Produce an exact transcription of every entry.

*** EXERCISE MATERIAL ***

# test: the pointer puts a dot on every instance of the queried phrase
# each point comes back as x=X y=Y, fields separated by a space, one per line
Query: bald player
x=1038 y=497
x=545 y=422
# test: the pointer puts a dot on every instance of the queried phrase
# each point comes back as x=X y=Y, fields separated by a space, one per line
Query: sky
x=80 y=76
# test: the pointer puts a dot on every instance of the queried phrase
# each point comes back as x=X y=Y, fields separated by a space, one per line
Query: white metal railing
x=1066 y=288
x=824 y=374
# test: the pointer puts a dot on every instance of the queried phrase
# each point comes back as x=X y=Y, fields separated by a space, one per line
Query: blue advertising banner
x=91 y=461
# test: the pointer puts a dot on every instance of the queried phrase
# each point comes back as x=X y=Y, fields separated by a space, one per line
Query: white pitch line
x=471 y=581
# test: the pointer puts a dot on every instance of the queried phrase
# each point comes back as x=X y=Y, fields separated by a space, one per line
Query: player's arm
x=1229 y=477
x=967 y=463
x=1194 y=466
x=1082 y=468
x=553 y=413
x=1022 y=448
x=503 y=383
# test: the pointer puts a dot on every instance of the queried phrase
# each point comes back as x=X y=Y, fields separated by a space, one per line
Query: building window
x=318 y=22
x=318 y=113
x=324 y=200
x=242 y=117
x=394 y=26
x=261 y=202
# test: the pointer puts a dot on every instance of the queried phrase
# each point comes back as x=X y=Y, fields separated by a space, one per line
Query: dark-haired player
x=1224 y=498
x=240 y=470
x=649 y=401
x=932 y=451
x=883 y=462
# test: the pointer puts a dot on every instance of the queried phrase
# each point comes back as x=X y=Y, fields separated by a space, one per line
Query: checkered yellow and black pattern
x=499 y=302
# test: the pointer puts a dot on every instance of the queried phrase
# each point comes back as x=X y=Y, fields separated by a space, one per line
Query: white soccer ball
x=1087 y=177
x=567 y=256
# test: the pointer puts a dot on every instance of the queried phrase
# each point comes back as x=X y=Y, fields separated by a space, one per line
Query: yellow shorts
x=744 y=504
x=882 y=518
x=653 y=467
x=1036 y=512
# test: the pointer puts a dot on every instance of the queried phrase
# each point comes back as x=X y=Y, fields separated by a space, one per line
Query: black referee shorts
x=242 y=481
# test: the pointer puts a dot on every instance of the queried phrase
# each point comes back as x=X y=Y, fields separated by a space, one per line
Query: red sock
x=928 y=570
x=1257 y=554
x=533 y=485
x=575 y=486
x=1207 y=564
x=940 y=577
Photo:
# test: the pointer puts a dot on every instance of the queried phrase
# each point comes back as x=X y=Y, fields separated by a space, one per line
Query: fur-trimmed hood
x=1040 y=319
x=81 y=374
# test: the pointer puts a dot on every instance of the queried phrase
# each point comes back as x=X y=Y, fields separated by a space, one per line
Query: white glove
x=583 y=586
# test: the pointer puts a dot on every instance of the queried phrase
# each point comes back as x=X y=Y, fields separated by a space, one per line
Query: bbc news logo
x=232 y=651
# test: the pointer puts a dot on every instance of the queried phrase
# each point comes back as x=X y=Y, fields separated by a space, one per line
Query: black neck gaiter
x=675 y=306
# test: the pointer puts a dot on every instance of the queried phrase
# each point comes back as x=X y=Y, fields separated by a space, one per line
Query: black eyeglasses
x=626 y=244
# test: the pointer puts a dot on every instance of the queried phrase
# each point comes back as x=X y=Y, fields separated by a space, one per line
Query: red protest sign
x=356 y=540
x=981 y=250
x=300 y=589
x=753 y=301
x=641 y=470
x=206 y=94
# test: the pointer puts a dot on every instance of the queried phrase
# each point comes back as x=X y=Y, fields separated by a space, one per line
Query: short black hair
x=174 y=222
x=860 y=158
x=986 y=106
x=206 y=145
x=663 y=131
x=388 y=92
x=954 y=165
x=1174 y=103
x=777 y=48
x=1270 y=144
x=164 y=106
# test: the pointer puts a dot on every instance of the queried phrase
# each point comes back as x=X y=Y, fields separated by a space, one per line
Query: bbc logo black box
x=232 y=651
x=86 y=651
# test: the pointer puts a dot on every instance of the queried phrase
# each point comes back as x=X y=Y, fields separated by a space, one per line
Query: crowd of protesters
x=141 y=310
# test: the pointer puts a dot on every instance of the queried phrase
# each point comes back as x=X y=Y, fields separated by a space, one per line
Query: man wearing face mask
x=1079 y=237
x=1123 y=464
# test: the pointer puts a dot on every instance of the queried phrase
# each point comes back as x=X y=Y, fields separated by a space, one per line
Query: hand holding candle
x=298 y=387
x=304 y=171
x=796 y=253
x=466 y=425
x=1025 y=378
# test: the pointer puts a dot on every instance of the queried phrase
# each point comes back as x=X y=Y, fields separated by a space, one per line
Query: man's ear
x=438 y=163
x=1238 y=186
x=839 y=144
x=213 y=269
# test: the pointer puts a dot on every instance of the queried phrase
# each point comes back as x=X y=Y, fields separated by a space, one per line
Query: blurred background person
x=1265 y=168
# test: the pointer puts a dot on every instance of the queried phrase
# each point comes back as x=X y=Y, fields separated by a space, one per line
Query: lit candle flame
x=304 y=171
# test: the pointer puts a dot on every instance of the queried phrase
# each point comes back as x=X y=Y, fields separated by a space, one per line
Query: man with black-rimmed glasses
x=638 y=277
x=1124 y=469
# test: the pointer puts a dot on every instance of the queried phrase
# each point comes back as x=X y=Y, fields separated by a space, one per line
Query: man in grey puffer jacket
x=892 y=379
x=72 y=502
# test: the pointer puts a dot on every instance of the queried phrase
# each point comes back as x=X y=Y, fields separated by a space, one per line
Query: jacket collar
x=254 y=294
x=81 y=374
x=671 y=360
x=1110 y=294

*** End of EXERCISE MATERIAL ***

RESPONSE:
# test: the pointer puts a dot on every instance of the queried phrase
# each point comes back as x=X y=Y, fields separated by a space, one per line
Query: bald player
x=1038 y=497
x=545 y=422
# test: the pointer puts a dot on every instance of the queried phrase
# each point comes back as x=X y=Y, fields separated by a space, one per line
Query: sky
x=80 y=76
# test: the pointer puts a dot on every instance of the queried phrase
# each point comes back as x=X y=Y, fields separated by a space, one per line
Query: white metal railing
x=1066 y=288
x=824 y=374
# test: the pointer puts a dot on every instance of the queried phrase
# each point comes back as x=X y=Y, fields separated by a space, one per line
Query: blue advertising banner
x=91 y=461
# test: the pointer puts a dot on every instance of the queried phrase
# each point comes back as x=X y=Y, fields separated by a space, one per line
Query: white pitch line
x=471 y=581
# test: the pointer puts a dot on every instance of the queried phrase
# each point comes back as x=X y=Y, fields separated by a space, one per line
Query: player's arm
x=1229 y=477
x=967 y=463
x=1194 y=466
x=1082 y=468
x=553 y=413
x=1022 y=448
x=503 y=383
# test: the pointer puts a dot on every instance of the queried phrase
# each point comes back as x=X y=Y, fields separated by a space, one per line
Query: building window
x=318 y=22
x=318 y=113
x=324 y=200
x=242 y=117
x=394 y=26
x=261 y=202
# test: the pointer puts a dot on every instance of the queried phrase
# each point comes back as x=X y=Y, fields separated by a space, one per line
Query: dark-haired player
x=1224 y=498
x=240 y=470
x=649 y=401
x=932 y=451
x=883 y=462
# test: the pointer puts a dot on every instance of the queried phrase
# each point comes back as x=X y=Y, fields separated by a space, one per line
Query: checkered yellow and black pattern
x=499 y=302
# test: the pointer puts a dot on every instance of the queried phrase
# each point comes back as x=X y=Y, fields separated by a space, one per line
Query: white soccer ball
x=1087 y=177
x=567 y=256
# test: the pointer puts a dot on every instance of the queried phrase
# each point comes back as x=X y=Y, fields separated by a space, one per line
Query: yellow shorts
x=744 y=504
x=882 y=518
x=653 y=467
x=1036 y=512
# test: the pointer puts a dot on every instance of the queried phrase
# each point comes back as x=X y=Y, fields separated by a space, one per line
Query: black referee shorts
x=242 y=481
# test: the pointer puts a dot on every instance of the queried phrase
# each point comes back as x=X y=Y, fields separated by a space, one per line
Query: red sock
x=928 y=570
x=1257 y=554
x=533 y=485
x=575 y=486
x=1207 y=564
x=940 y=577
Photo:
# test: the pointer puts a dot on every instance of the queried phrase
# each point comes back as x=X y=Y, fields separated by a space, one per line
Query: fur-trimmed hood
x=1040 y=319
x=81 y=374
# test: the pointer puts a dot on every instance of the queried phrase
# each point comes back as x=X y=Y, fields separated by a space, one per line
Query: white glove
x=583 y=586
# test: the pointer puts a dot on every instance of the queried phrase
# each point comes back as x=X y=Y, fields separated by a space, one per line
Query: bbc news logo
x=232 y=651
# test: the pointer puts a dot on every instance of the queried phrase
# each point comes back as x=X y=Y, fields separated by a space, one per line
Query: black neck gaiter
x=675 y=306
# test: the pointer puts a dot on every instance of the queried phrase
# each point comes back as x=X y=Y, fields separated by a space, one per line
Query: black eyeglasses
x=626 y=244
# test: the pointer puts a dot on every instance of the queried phrase
# each point comes back as x=X y=Y, fields separated by a space, one per line
Query: red protest sign
x=356 y=540
x=981 y=250
x=300 y=589
x=753 y=301
x=641 y=470
x=206 y=94
# test: the pointer puts a dot on every instance of the queried phrase
# each point comes back as x=X y=Y, fields separated by a space, one per line
Query: short black hair
x=174 y=222
x=860 y=158
x=986 y=106
x=206 y=145
x=663 y=131
x=388 y=92
x=954 y=165
x=1174 y=103
x=777 y=48
x=1270 y=144
x=164 y=106
# test: the pointer puts a dot on every instance of the queried phrase
# each point comes back as x=X y=Y, fields separated by a space, one per line
Query: bbc logo black box
x=232 y=651
x=86 y=651
# test: the pointer puts a dot on every instance of the queried phrase
# each point comes back as x=X y=Y, fields separated by a space, one per line
Query: crowd of protesters
x=141 y=310
# test: the pointer puts a dot on every instance of the queried phrase
# each point comes back as x=X y=Y, fields separated by a space, one per line
Query: man wearing face mask
x=1079 y=237
x=1123 y=464
# test: the pointer puts a dot on every instance of the queried phrase
# each point comes back as x=X y=Y, fields separated by a space, one per line
Query: hand holding candle
x=298 y=387
x=304 y=171
x=796 y=253
x=466 y=425
x=1025 y=378
# test: the pointer puts a dot on every instance of the queried phrase
# each point comes back as x=X y=Y, fields separated by a space, one per line
Query: man's ear
x=438 y=163
x=1238 y=186
x=839 y=144
x=213 y=269
# test: the pointer puts a dot on every instance of the queried phrase
# each point comes back as x=X y=Y, fields separated by a space, one per line
Query: blurred background person
x=1265 y=168
# test: the pointer puts a dot on every instance of the queried phrase
# each point comes back as x=X y=Y, fields separated by a space, one per line
Query: lit candle flame
x=304 y=171
# test: the pointer puts a dot on every instance of the queried phrase
# each point comes back as x=X y=Y, fields separated by a space, one per line
Query: man with black-rimmed glasses
x=638 y=277
x=1124 y=469
# test: the pointer puts a dot on every instance of the queried phrase
# each point comes back as x=X y=Y, fields separated by a space, one per line
Query: man in grey puffer jacket
x=892 y=379
x=72 y=502
# test: the pointer puts a dot on every instance of the queried phrase
# each point comes back as x=X y=Y, fields separated by a space, one per line
Query: jacket collar
x=254 y=294
x=81 y=374
x=671 y=360
x=1110 y=294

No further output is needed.